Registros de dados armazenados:

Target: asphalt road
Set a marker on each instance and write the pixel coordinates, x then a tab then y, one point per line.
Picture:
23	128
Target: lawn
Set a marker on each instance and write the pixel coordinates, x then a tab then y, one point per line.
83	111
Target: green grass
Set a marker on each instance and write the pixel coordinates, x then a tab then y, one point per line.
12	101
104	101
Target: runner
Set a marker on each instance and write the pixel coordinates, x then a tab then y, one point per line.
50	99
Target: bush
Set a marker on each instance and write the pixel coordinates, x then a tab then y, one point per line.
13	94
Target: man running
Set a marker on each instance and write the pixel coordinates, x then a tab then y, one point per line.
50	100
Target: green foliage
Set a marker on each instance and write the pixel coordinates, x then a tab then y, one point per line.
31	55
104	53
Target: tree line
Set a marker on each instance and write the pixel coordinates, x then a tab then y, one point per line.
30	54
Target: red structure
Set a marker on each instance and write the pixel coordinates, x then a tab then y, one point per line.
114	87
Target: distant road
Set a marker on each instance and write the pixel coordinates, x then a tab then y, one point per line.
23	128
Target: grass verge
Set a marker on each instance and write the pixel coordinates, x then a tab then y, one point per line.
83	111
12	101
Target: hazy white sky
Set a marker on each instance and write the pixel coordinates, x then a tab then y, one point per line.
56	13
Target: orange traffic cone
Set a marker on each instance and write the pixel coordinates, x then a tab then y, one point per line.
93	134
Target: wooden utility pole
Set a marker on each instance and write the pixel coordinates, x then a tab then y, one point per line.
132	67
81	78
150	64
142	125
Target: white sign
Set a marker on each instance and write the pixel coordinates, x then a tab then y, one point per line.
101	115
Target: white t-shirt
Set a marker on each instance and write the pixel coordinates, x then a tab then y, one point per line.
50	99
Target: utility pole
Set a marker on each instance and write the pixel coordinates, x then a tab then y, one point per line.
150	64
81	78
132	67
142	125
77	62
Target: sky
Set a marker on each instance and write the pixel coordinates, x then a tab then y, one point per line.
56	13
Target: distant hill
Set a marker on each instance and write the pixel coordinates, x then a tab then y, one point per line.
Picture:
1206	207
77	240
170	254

---

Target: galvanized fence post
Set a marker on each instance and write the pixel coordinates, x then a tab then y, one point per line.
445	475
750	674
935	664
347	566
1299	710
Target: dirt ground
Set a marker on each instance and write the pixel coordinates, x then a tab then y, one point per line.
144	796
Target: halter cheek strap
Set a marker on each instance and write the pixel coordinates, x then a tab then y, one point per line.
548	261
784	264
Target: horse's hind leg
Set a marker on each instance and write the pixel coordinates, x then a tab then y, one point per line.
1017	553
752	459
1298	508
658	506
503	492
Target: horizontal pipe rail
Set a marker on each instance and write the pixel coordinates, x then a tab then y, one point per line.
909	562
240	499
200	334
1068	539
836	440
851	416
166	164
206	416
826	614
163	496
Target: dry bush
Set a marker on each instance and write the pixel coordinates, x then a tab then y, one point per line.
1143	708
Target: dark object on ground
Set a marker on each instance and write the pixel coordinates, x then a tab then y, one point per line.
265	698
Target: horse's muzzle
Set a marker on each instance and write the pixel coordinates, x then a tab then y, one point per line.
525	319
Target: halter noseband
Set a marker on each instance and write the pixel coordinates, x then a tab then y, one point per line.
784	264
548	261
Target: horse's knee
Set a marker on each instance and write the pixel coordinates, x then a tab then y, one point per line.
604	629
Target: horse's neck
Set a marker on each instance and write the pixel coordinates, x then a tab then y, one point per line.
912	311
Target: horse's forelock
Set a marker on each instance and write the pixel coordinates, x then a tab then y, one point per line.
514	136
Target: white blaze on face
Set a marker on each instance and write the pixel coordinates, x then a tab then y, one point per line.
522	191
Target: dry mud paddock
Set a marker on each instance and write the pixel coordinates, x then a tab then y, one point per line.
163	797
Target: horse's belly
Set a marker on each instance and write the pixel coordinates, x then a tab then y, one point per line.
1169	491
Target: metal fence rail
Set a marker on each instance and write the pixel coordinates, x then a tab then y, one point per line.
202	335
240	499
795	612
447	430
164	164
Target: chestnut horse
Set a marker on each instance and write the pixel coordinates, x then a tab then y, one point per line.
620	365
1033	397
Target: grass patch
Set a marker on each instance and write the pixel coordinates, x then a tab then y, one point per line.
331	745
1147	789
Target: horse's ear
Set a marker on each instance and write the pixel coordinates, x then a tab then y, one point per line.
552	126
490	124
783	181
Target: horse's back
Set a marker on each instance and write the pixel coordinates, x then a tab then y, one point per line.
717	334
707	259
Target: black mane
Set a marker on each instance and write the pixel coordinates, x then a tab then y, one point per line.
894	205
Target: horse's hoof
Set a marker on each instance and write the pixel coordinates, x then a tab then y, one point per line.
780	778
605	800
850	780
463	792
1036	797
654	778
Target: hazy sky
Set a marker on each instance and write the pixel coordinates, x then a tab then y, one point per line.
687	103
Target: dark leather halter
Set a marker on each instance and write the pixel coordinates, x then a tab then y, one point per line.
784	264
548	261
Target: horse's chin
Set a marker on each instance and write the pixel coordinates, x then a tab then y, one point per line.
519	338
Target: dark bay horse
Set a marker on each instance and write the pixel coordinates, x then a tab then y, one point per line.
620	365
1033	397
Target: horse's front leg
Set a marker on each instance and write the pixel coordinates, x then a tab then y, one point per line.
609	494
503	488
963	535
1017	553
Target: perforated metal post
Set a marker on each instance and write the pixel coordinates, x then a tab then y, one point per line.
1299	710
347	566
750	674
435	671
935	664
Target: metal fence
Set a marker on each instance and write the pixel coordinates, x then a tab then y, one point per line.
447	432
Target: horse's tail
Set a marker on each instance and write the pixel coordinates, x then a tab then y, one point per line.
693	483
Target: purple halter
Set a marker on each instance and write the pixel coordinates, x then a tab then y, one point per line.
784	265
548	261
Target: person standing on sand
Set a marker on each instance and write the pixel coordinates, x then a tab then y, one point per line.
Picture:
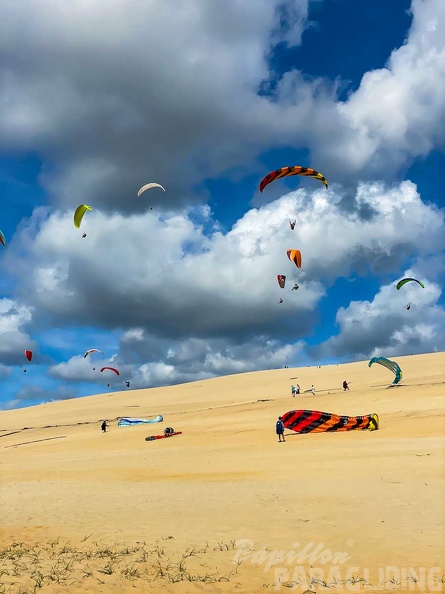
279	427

TAREFA PROPOSTA: Por favor, extraia dos itens acima todas as linhas que contêm a palavra "grass".

RESOLUÇÃO DETALHADA:
Target: green grass
Target: grass verge
Target: grass patch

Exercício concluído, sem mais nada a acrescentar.